*** PODANY TEKST ***

A wracając do dietki a właściwie metody odżywiania,cały czas jestem na Montim i studiuję jego książki,ostatnio kupiłam "Schudnąć bez wyrzeczeń",siedzę w tych książkach a mąż się ze mnie śmieje.Ja mu na to że zobaczymy kto się będzie śmiał ostatni,bo on zaczyna tyć,a ja chudnąć.Schudłam 2kg.wiem że to niedużo,ale wymaga to czasu.Nadal niestety nie mogę zmobilizować się do systematycznej gimnastyki,czekam z utęsknieniem na wiosnę bo wtedy zacznę jeżdzić na rowerze co bardzo lubię.
Pozdrawiam gorąco!!!!
Kika
-
Re: Jestem !!!
Witajcie!
Kochane Dziewuszki,
wstąpcie do Grupy Wsparcia 40, bo u nas trwa MOBILIZACJA, czyli cotygodniowe aktualizowanie danych. To naprawdę mobilizuje do walki z tłuszczem. W tej chwili w tabeli znajdują się dane 6 osób, ale namawiam, bo warto wspomagać wysiłek naszych "zdesperowanych" ciał.
Pozdrawiam wiosennie! Pokrzywka
-
Re: Re: Re: Koniec tygodnia kapuścianego!
Dzisiaj mialam rozpocząć dietę kapuścianą , ugotowalam już zupę ale juz po pierwszym talerzu musiałam zrezygnować , jest okropna na sam jej widok mdli mnie. Trudno wracam do diety 1000kalorii
-
Re: Koniec tygodnia kapuścianego!
Dora,
fajny ten przepis na cisteczka. A co robimy z wodą, którą zalałyśmy płatki owsiane? Odlewamy czy zostawiamy? I przy okazji ile te ciacha mają kalorii, hę?
Byłabym wdzięczna także za przepis na zupkę kapuścianą.... bądź całą dietkę. Niedługo chcę sobie zrobić 7 dni kapuścianych.
I jak Wam idzie moje Panie nasze ciągłe odmawianie?
Pozdrawiam w środę :)
Smykuś
A kto ma dostęp do gg??
-
Koniec tygodnia kapuścianego!
Dzień dobry!
Dzisiaj mija tydzień od rozpoczęcia diety. Na kapuścianej schudłam 3 kg. Nie jest to rewelacja, ale pocieszam się myślą, że lepiej powoli a skutecznie. Już mam ugotowaną następną porcję zupki. Ale teraz oprócz zupy mam zamiar jeść też śniadania w postaci: płatków owsianych, otrąb i lnu z mlekiem. Dzisiaj zjadłam na śniadanie 4 "placuszki uzależniające" i kawka czarna bez cukru.

*** ZAREJESTROWANE DANE ***

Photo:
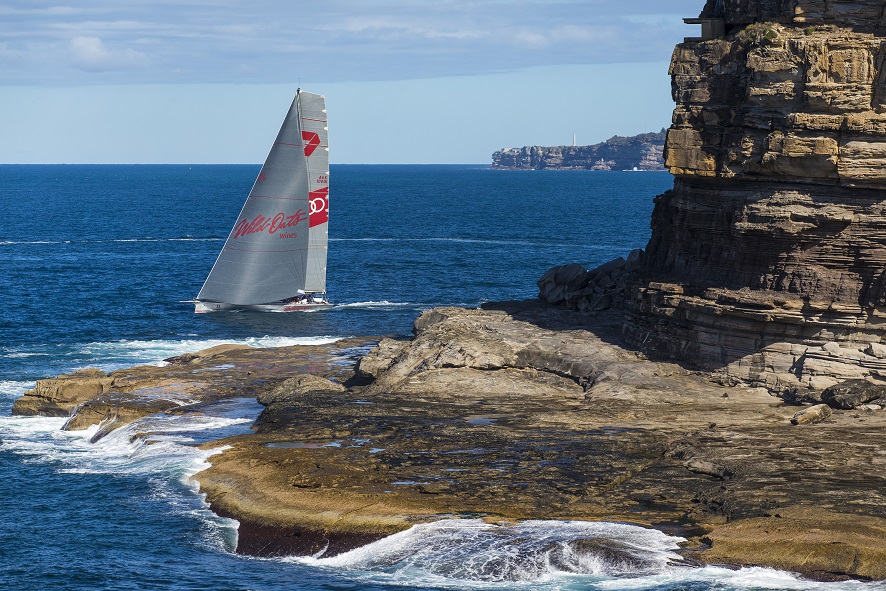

***

W tekście o odchudzaniu zastąp "w środę" wyrażeniem "w piątek" i podaj ponownie fragment od słów "Byłabym wdzięczna także" do słów "Pozdrawiam w środę :)".

Byłabym wdzięczna także za przepis na zupkę kapuścianą.... bądź całą dietkę. Niedługo chcę sobie zrobić 7 dni kapuścianych.
I jak Wam idzie moje Panie nasze ciągłe odmawianie?
Pozdrawiam w piątek :)